Job >> Exclude the pictures; give every entry again exactly as written.

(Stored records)
- - -
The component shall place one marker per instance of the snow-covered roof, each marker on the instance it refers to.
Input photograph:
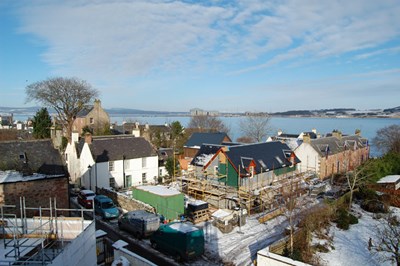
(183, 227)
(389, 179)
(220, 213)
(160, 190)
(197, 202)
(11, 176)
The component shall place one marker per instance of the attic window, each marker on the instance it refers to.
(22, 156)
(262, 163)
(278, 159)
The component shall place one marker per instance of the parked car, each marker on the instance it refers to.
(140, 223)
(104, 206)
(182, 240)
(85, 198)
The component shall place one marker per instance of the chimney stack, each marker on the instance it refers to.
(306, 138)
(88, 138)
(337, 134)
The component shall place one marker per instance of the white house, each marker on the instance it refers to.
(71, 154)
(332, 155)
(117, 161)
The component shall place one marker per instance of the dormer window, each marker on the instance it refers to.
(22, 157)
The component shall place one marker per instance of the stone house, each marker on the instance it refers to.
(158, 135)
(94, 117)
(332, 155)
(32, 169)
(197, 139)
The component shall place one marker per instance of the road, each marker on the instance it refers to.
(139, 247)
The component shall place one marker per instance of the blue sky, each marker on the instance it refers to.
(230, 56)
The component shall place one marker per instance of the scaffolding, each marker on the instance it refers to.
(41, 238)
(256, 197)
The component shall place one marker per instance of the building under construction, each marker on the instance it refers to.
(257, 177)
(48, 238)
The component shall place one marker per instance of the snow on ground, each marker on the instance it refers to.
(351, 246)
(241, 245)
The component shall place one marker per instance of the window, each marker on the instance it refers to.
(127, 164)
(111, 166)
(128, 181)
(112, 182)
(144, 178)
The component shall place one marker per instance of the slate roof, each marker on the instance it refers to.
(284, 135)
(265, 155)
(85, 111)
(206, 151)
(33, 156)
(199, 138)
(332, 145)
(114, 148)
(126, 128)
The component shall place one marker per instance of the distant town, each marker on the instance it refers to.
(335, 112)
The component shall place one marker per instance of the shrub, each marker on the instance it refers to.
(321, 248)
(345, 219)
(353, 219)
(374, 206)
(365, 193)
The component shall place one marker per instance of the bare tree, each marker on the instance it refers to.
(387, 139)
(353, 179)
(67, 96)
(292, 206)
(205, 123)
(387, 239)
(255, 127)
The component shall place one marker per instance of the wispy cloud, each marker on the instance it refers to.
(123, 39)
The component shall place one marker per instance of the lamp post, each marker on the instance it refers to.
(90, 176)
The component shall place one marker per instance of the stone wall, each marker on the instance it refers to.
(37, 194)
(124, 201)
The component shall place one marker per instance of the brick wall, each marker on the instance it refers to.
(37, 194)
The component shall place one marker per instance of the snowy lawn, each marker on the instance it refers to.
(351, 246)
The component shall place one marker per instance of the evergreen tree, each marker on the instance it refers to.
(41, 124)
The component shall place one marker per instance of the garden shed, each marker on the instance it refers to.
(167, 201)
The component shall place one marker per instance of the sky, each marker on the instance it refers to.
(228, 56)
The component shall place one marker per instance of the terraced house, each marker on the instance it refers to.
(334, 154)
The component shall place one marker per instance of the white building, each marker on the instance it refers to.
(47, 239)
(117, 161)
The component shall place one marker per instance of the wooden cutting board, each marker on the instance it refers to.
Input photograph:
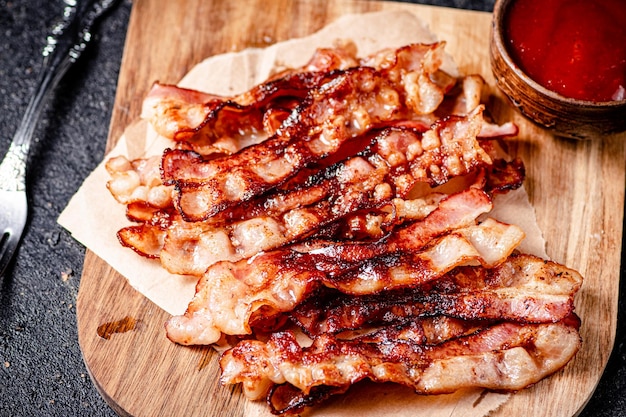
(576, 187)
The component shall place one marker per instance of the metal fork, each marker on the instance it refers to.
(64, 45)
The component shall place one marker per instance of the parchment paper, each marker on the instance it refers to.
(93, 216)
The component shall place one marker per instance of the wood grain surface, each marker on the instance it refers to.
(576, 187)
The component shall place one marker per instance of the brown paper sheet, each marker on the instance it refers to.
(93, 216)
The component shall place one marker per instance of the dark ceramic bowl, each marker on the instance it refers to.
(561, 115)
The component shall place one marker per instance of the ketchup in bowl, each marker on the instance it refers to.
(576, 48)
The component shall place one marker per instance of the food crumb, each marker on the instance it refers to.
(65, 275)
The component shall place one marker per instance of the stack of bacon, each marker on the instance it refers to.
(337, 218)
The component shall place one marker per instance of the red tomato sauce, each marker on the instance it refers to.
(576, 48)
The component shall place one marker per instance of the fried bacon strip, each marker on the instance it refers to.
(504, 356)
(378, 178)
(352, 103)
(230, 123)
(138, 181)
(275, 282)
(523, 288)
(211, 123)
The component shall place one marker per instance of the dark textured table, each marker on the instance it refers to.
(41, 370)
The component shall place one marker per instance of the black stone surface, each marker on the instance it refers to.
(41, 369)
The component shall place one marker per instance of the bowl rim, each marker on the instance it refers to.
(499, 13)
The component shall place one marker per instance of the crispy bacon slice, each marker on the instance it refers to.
- - -
Full output >>
The component shall place one marker per instance of the snow-covered roof, each marker on the instance it refers to.
Input photograph:
(183, 227)
(389, 179)
(220, 213)
(160, 190)
(197, 202)
(11, 176)
The component shall place one marker per instance of the attic window, each marker on the instance it refers to.
(22, 156)
(262, 163)
(278, 159)
The component shall place one marker per instance of the parked car, each marker on the instance it refers to.
(140, 223)
(104, 206)
(182, 240)
(85, 198)
The component shall place one marker per instance of the chimney stack, each marker on the instance it refers to.
(306, 138)
(88, 138)
(337, 134)
The component shall place one marker per instance of the white house, each marker on the instance it refers to.
(71, 154)
(332, 155)
(117, 161)
The component shall place one marker per instance of the dormer window, each marker on the instance it refers to.
(22, 157)
The component shall place one marker per instance of the stone house, each marker on the instance it refers to.
(158, 135)
(94, 117)
(332, 155)
(32, 169)
(197, 139)
The component shall place one marker per instance of the road, each marker on the instance it refers to.
(139, 247)
The component shall place one marker per instance of the blue sky, each marker on the instance it refers to.
(230, 56)
The component shall place one marker per instance of the scaffolding, each marker on the instance it refers to.
(41, 238)
(256, 197)
The component shall place one marker per instance of the building under construction, each marker on the instance it refers to.
(257, 177)
(48, 238)
The component shall place one marker per instance of the snow on ground, each marker on the instance it refers to.
(351, 246)
(241, 245)
The component shall place one marker per instance of the window, each marker on the instance it refers to.
(127, 164)
(111, 166)
(128, 181)
(112, 182)
(144, 178)
The component shall place one marker per instance of the slate roof, each marker on the instance it refers to.
(284, 135)
(265, 155)
(85, 111)
(206, 151)
(33, 156)
(199, 138)
(332, 145)
(114, 148)
(126, 128)
The component shall place one marker per instance of the distant town, each marker on the instance it refers to.
(335, 112)
The component shall place one marker per instance of the shrub, each marker on the instance it refers to.
(321, 248)
(345, 219)
(353, 219)
(374, 206)
(365, 193)
The component shall place one marker per instance of the bare tree, each marker on the instance it refers to.
(387, 139)
(353, 179)
(67, 96)
(292, 206)
(205, 123)
(387, 239)
(255, 127)
The component shall place one marker per instance of the wispy cloud, each marker on the instance it refers to.
(123, 39)
The component shall place one marker per instance of the lamp post, each marker on the instance it refers to.
(90, 176)
The component shall place one marker per instance of the stone wall, each marker on the instance it refers to.
(37, 194)
(124, 201)
The component shall place one marker per instance of the brick wall, each marker on the instance it refers to.
(37, 194)
The component shall place one marker per instance of the snowy lawn, each marker on the instance it refers to.
(351, 246)
The component shall place one marker per instance of the evergreen tree, each marker on the instance it refers to.
(41, 124)
The component shall place one marker per instance of the garden shed, each marker on the instance it refers to.
(167, 201)
The component shall place one marker per instance of the sky, each marker on the instance it refers to.
(228, 56)
The component shall place one marker per instance of the terraced house, each marker on the instance it refers to.
(334, 154)
The component shall place one marker per instance of the white building, each marker on the instance it refers to.
(47, 239)
(117, 161)
The component shall place one marker per instance of the wooden cutting board, each marker on the instance it refers to.
Input photograph:
(576, 187)
The component shall place one marker per instance of the metal fork, each marker on the instance it refers to.
(64, 45)
The component shall place one marker per instance of the parchment paper, each marker on the instance it refers to.
(93, 216)
The component shall place one marker per instance of the wood grain surface, each marker on the instance it refers to.
(576, 187)
The component shall place one marker per instance of the brown paper sheet, each marker on the instance it refers to.
(93, 216)
The component shall place one marker per instance of the dark ceramic bowl, each marker on the instance it refers to.
(561, 115)
The component shall place one marker per instance of the ketchup in bowl, each marker on the instance it refers to.
(576, 48)
The component shall place one marker per instance of the food crumb, each marker on the instance it refers to.
(65, 275)
The component shall place one marker per instance of the stack of bacon, each marker on the instance it refers to.
(337, 218)
The component shall place one marker per instance of the red tomato sauce, each marker on the instance it refers to.
(576, 48)
The component shall place one marker per instance of the fried bacon strip, each marker on the instance it refers to.
(504, 356)
(378, 178)
(352, 103)
(230, 123)
(138, 181)
(275, 282)
(523, 288)
(211, 123)
The component shall place one marker per instance of the dark textured table, each marker on the instance it refers to.
(41, 370)
The component shall place one marker per instance of the black stone surface, each marker on the instance it refers to.
(41, 369)
The component shall place one marker per instance of the bowl rim, each marker on the instance it refers to.
(499, 13)
The component shall place one marker per instance of the crispy bacon slice, each marker on the instance it refers to.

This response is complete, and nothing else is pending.